═════ Exercise input

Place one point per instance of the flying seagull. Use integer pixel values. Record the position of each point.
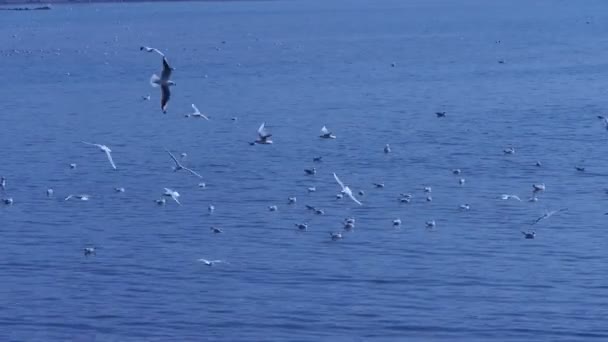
(346, 190)
(164, 83)
(178, 166)
(151, 49)
(326, 134)
(105, 149)
(197, 113)
(264, 136)
(173, 194)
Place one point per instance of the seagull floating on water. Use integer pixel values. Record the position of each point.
(164, 82)
(82, 197)
(326, 134)
(150, 49)
(530, 235)
(89, 251)
(210, 262)
(106, 150)
(196, 114)
(263, 136)
(178, 166)
(508, 197)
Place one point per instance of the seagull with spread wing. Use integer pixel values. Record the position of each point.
(346, 190)
(105, 149)
(164, 82)
(178, 166)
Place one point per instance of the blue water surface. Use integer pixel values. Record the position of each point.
(374, 72)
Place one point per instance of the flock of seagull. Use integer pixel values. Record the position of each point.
(264, 137)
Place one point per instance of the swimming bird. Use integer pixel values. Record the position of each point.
(173, 194)
(164, 82)
(150, 49)
(263, 136)
(178, 166)
(604, 120)
(538, 187)
(210, 262)
(548, 214)
(197, 113)
(335, 236)
(326, 134)
(346, 190)
(508, 197)
(106, 150)
(82, 197)
(530, 235)
(89, 251)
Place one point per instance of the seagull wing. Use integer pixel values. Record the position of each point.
(174, 160)
(339, 181)
(196, 111)
(109, 154)
(193, 172)
(165, 95)
(350, 194)
(166, 73)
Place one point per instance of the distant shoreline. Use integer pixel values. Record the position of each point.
(36, 4)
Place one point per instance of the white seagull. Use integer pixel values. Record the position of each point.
(507, 197)
(197, 113)
(105, 149)
(172, 194)
(346, 190)
(548, 214)
(210, 262)
(164, 83)
(151, 49)
(264, 136)
(326, 134)
(178, 166)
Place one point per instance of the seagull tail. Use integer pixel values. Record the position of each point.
(154, 80)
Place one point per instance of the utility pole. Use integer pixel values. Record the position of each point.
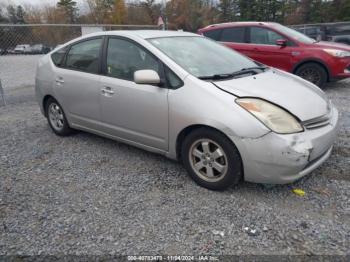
(2, 94)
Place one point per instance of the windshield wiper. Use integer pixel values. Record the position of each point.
(243, 71)
(215, 77)
(247, 70)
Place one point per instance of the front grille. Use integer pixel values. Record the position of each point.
(317, 122)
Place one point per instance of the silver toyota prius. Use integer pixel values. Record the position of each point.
(223, 115)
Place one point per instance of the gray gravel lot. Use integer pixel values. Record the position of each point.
(89, 195)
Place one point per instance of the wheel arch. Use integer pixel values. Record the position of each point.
(44, 101)
(187, 130)
(313, 60)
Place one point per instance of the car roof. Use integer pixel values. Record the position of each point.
(145, 34)
(231, 24)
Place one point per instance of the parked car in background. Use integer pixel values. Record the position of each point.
(22, 49)
(284, 48)
(39, 49)
(334, 32)
(225, 116)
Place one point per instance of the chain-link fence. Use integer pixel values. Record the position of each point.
(22, 45)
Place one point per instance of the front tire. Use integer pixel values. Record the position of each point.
(56, 118)
(313, 73)
(211, 159)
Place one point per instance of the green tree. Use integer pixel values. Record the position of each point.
(11, 13)
(119, 12)
(228, 9)
(20, 15)
(69, 8)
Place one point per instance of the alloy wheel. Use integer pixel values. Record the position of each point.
(208, 160)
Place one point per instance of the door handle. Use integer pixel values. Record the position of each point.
(107, 91)
(59, 80)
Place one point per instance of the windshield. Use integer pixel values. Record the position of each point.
(294, 34)
(201, 56)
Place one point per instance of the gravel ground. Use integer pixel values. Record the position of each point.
(89, 195)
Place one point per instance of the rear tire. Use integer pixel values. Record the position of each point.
(211, 159)
(313, 73)
(56, 118)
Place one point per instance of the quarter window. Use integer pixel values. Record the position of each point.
(84, 56)
(263, 36)
(57, 57)
(234, 34)
(125, 57)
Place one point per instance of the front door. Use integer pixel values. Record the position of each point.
(131, 111)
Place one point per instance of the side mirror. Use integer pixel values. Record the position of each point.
(281, 42)
(147, 77)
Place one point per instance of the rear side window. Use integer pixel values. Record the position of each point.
(125, 57)
(84, 56)
(173, 80)
(234, 34)
(263, 36)
(213, 34)
(57, 57)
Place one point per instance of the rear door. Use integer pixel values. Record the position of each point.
(236, 38)
(263, 48)
(77, 83)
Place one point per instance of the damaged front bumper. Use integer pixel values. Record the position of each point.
(280, 159)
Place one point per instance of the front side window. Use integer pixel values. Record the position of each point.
(293, 34)
(234, 34)
(125, 57)
(84, 56)
(263, 36)
(201, 56)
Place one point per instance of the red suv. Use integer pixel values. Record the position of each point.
(284, 48)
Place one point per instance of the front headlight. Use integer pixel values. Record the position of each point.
(274, 117)
(337, 53)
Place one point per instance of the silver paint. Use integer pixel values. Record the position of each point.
(152, 118)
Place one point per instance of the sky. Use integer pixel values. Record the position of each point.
(81, 3)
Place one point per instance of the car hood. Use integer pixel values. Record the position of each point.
(303, 99)
(324, 44)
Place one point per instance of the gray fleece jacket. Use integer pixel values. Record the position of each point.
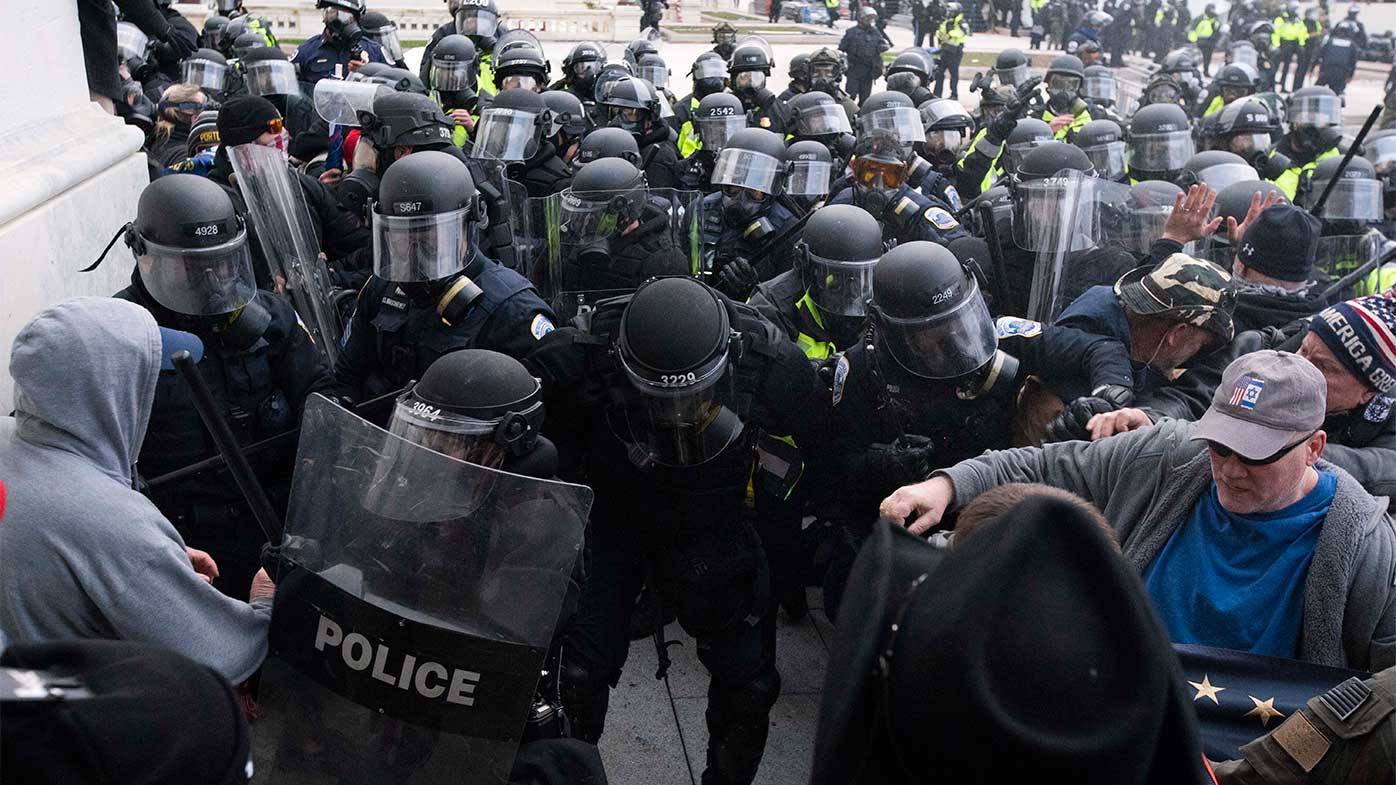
(83, 555)
(1146, 483)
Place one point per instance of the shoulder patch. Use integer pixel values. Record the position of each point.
(540, 326)
(1016, 327)
(941, 218)
(841, 377)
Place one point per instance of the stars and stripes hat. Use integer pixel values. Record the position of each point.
(1361, 334)
(1265, 401)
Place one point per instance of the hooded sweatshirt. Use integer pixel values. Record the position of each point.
(81, 553)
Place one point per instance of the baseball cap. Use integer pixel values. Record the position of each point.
(1181, 289)
(1265, 401)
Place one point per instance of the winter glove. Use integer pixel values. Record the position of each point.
(737, 280)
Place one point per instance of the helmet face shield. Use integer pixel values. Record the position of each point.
(821, 120)
(839, 287)
(506, 134)
(947, 345)
(476, 21)
(1160, 152)
(747, 169)
(412, 249)
(902, 120)
(207, 281)
(715, 131)
(451, 76)
(272, 77)
(204, 73)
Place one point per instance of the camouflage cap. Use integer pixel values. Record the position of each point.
(1181, 289)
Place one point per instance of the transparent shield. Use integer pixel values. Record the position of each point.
(341, 102)
(415, 602)
(281, 217)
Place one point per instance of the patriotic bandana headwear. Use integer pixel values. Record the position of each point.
(1361, 334)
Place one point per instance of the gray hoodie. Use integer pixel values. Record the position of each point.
(1146, 483)
(83, 555)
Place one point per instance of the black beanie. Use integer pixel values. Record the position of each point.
(1282, 243)
(243, 119)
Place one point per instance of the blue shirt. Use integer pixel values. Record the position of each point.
(1237, 581)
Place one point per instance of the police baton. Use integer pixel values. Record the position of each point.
(229, 449)
(1357, 143)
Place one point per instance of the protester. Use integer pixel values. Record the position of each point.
(1245, 537)
(84, 555)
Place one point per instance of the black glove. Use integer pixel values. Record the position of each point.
(179, 45)
(1071, 423)
(737, 278)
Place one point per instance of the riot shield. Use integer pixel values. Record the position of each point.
(1342, 254)
(415, 602)
(281, 217)
(1057, 219)
(575, 233)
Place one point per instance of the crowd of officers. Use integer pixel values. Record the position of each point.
(741, 307)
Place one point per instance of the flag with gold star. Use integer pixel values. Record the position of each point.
(1240, 697)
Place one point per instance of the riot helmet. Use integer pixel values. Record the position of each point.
(1159, 141)
(479, 20)
(425, 219)
(680, 370)
(750, 67)
(1011, 67)
(582, 64)
(1064, 77)
(1099, 85)
(709, 74)
(513, 126)
(1216, 169)
(825, 70)
(205, 69)
(948, 130)
(473, 405)
(190, 247)
(716, 118)
(929, 313)
(836, 254)
(521, 67)
(1103, 143)
(384, 31)
(633, 105)
(750, 171)
(810, 171)
(1026, 136)
(268, 71)
(1356, 197)
(453, 64)
(606, 143)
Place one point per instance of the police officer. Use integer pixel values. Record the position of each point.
(951, 38)
(740, 222)
(910, 74)
(1205, 34)
(709, 76)
(453, 84)
(1065, 111)
(614, 233)
(1159, 143)
(478, 20)
(634, 106)
(669, 412)
(194, 274)
(513, 130)
(864, 46)
(750, 69)
(716, 119)
(341, 48)
(433, 291)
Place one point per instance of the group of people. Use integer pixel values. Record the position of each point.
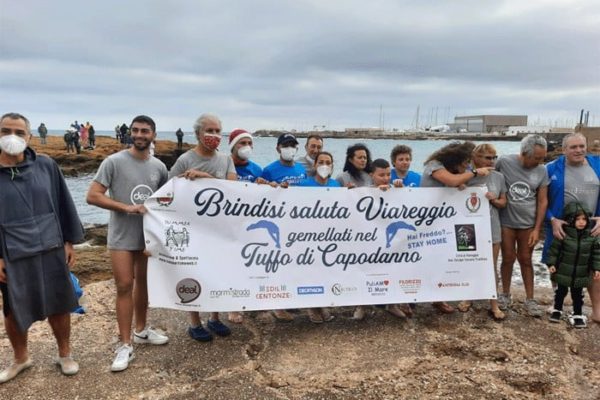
(524, 195)
(78, 136)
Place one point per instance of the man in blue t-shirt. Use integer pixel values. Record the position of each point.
(240, 145)
(285, 171)
(401, 157)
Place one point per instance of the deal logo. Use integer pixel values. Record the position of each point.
(188, 290)
(338, 289)
(140, 193)
(177, 240)
(378, 288)
(473, 203)
(166, 200)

══════════

_Instructions for the task_. What you return must match, line for line, the data from the line containing "Place one point per instance of the man" to its end, both ends included.

_Result of the exercise_.
Place one point per instance of the man in blue t-shirt. Use integer pixel values. Record the position of each point.
(240, 145)
(285, 171)
(401, 157)
Place one point per instance of the deal logo. Use integer pixel values. Record the position of each point.
(188, 290)
(338, 289)
(140, 193)
(177, 240)
(378, 288)
(473, 203)
(166, 200)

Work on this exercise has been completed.